Given problem: Lines before the one containing "the necktie in the photo above." are excluded; reproduce that line and all lines after it in the entries below, exactly.

== Input material

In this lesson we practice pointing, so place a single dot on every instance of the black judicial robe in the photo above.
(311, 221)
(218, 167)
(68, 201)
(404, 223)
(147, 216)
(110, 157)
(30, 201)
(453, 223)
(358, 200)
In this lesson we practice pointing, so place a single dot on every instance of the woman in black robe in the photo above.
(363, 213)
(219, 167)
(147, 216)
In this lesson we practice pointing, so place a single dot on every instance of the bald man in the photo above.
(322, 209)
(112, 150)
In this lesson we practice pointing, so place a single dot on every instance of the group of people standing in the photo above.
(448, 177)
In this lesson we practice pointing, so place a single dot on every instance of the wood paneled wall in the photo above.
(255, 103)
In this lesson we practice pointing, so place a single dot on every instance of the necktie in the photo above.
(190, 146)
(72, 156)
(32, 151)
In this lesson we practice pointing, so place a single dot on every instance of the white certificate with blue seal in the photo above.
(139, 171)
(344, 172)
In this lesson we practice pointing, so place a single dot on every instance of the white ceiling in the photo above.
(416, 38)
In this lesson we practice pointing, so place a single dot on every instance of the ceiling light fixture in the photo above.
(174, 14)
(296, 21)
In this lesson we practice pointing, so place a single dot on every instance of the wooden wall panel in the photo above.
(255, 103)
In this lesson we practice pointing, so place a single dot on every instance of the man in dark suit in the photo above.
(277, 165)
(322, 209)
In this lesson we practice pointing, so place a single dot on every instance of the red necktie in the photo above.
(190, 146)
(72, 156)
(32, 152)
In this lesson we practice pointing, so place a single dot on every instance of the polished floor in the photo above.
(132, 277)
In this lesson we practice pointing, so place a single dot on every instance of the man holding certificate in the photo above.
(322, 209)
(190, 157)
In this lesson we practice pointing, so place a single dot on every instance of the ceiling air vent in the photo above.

====

Response to the exercise:
In this lesson we practice pointing, so place a single dot on every instance of the necktie in the photo above.
(190, 146)
(72, 156)
(32, 151)
In this lesson we practice pointing, so place a single dot on every instance of the white certificate with blue seal in the photo above.
(139, 171)
(344, 172)
In this lesson we practice pointing, so place a single dot on every instance of the white ceiling in the photo above.
(416, 38)
In this lesson we practice pointing, so place a single dot on every instance of the ceiling light fixture in the photo above.
(174, 14)
(296, 21)
In this lesson we practice pointing, so place a single dot on every instance of the wooden wall panel in the photo above.
(255, 103)
In this lesson we practice pointing, so place a single dot on every instance of the man in dark suit in the photo above.
(277, 165)
(322, 209)
In this lesson we practice pointing, so place a single dot on every instance of the red necktie in the photo above.
(190, 146)
(72, 156)
(32, 152)
In this lesson we practice pointing, so place a single dot on every instance of the polished floor in the photo above.
(132, 277)
In this lesson we practice pointing, so place a single dot on every instance of the man holding certificate in the photo above.
(322, 209)
(190, 157)
In this lesson we practice pointing, so place a single dot on every instance of the ceiling air vent in the photo above.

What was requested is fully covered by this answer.